## [REQUIRED ACTION]
Pick up the film review of Strange Darling below and keep writing from its final sentence on.

*** PASSAGE TO READ Section Begins ***

Strange Darling
"One night. Six chapters. No survivors."

There’s a specific kind of magic that happens when a movie lies to your face and you thank it for the privilege. JT Mollner’s Strange Darling is that kind of liar—the charming, dangerous sort that keeps you pinned to your seat while it rearranges the furniture of your expectations. In an era where most "content" feels like it was processed through a corporate blender to achieve maximum blandness, this film arrives like a jagged piece of glass in a bowl of oatmeal. It’s sharp, it’s colorful, and it’s determined to leave a mark.
I walked into this knowing almost nothing, which is the only way to experience it. I watched it on a rainy Tuesday afternoon while my neighbor’s car alarm kept chirping every twenty minutes, and honestly, that erratic, piercing noise felt like a perfect companion to the jagged, non-linear heartbeat of this story.
The Beauty of the 35mm Lie
From the jump, Strange Darling declares its intent with a title card claiming it was shot entirely on 35mm film. This isn't just a technical flex; it’s an aesthetic manifesto. In our current landscape of "The Volume" and overly polished digital sensors that make everything look like a high-end car commercial, Giovanni Ribisi (yes, that Giovanni Ribisi) delivers a masterclass in texture. As the cinematographer, he drenches the screen in saturated reds and earthy ocher, giving the Oregon wilderness a sweaty, grindhouse-adjacent fever.
It feels like a relic from the 1970s that somehow fell through a wormhole into 2024. The film is divided into six chapters, presented out of order, chronicling a "one-night stand gone wrong." But that description is a trap. The structure isn't just a gimmick; it’s a surgical tool used to manipulate our sympathies. We start in Chapter 3, watching a woman in a blood-stained slip (The Lady) flee from a man with a shotgun (The Demon). Our brains are wired by decades of slasher tropes to fill in the blanks, but JT Mollner is betting on our assumptions just so he can subvert them later. It’s the most aggressive "vibes-based" storytelling I’ve seen since Longlegs, but with a much meaner sense of humor.
A Career-Defining Two-Hander
The heavy lifting here falls on Willa Fitzgerald and Kyle Gallner. Gallner has quietly become the MVP of modern indie horror—between this, Smile, and The Passenger, he’s perfected a specific brand of rumpled, soulful intensity. As "The Demon," he carries a weight that makes you lean in, even when he’s doing something terrifying.
But Willa Fitzgerald is the revelation. Her performance as "The Lady" requires a level of tonal gymnastics that would snap a lesser actor in half. She has to play victim, predator, lover, and lunatic, sometimes within the same five-minute sequence. Seeing her move from a trembling mess to something altogether different is like watching a chemical reaction in real-time. If she doesn't get a massive career bump from this, we need to collectively fire everyone in Hollywood casting.

*** PASSAGE TO READ Section Ends ***
*** DATA SECTION Section Begins ***

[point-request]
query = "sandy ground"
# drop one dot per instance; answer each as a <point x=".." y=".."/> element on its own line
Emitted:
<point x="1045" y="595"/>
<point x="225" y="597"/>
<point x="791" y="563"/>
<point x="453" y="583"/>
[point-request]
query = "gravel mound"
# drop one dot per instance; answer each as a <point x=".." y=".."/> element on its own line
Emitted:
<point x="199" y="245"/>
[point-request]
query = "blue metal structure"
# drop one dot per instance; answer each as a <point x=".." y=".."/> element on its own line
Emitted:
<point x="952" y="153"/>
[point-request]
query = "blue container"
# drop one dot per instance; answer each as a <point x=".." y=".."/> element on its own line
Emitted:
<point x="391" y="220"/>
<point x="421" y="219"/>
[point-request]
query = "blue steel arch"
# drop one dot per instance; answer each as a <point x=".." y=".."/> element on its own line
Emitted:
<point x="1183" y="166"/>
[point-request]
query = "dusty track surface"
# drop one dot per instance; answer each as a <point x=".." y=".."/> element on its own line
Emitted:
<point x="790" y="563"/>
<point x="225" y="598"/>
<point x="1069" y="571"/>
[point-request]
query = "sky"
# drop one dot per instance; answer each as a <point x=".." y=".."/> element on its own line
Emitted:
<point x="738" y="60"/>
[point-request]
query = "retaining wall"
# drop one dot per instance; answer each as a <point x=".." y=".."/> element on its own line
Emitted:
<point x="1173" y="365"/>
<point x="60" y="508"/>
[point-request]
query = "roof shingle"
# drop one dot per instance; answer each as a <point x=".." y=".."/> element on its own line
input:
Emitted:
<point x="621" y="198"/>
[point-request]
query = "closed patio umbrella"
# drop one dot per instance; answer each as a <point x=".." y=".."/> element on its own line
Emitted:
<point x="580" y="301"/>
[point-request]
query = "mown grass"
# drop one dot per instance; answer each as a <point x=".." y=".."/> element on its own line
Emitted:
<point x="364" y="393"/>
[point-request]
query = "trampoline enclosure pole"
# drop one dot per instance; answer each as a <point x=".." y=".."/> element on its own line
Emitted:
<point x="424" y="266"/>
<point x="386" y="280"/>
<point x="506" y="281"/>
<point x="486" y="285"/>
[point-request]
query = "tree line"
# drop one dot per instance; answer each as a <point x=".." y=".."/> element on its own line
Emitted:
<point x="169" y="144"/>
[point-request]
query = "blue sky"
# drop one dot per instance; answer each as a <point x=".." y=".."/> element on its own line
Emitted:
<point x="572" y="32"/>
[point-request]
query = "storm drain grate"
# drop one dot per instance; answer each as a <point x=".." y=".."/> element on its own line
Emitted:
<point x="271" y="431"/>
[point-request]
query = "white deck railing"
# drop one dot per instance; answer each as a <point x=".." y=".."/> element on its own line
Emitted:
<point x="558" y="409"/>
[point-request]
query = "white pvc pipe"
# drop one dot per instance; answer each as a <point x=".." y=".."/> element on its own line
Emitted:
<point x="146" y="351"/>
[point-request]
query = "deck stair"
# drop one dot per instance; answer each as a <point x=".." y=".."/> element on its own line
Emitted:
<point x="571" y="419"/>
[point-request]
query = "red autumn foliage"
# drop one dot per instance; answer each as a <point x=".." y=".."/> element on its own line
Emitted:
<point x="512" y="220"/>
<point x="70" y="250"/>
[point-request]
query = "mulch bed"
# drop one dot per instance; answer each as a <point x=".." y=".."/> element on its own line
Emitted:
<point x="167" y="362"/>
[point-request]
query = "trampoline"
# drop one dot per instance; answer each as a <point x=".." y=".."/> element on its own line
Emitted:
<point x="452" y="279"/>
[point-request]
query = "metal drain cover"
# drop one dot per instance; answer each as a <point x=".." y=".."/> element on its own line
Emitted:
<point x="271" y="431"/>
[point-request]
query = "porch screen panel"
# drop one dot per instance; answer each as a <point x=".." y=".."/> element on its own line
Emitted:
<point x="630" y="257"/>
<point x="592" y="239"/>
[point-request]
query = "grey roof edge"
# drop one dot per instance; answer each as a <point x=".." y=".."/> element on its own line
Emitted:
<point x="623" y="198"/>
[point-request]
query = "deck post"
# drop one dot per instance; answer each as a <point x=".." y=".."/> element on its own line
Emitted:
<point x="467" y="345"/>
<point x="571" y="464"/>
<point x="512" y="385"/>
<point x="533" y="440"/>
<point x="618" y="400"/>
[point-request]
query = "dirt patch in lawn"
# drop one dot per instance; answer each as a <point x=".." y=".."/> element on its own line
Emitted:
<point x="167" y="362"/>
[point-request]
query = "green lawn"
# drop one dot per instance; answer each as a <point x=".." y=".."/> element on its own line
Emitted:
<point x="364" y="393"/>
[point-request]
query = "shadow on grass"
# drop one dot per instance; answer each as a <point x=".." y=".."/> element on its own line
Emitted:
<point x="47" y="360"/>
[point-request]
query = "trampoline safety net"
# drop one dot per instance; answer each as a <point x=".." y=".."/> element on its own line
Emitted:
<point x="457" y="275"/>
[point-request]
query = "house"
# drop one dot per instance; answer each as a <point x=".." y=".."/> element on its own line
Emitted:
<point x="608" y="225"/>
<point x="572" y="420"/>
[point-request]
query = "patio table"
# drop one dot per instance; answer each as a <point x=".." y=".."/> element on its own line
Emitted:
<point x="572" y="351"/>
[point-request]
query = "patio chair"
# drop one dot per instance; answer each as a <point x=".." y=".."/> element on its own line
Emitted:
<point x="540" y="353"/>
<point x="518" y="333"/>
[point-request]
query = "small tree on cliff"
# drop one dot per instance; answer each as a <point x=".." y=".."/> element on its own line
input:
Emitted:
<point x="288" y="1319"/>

*** DATA SECTION Section Ends ***

## [EXERCISE OUTPUT]
The supporting cast, including a brief but delightful turn by Ed Begley Jr. and Madisen Beaty, adds some grounded, "real world" stakes to what is otherwise a very heightened, stylized nightmare. They provide the necessary friction to remind us that these characters aren't just archetypes—they're people making very, very bad decisions.
The Indie Hustle in a Streaming World
What makes Strange Darling feel so vital is its pedigree. Produced for a modest $4 million, it was a passion project that sat on the shelf for a moment before Miramax picked it up. In a post-pandemic market where studios are terrified of anything that isn't a "legacy sequel" or part of a multi-film universe, this is a standalone swing for the fences. It didn't need a $200 million marketing budget to build buzz; it relied on the sheer audacity of its craftsmanship.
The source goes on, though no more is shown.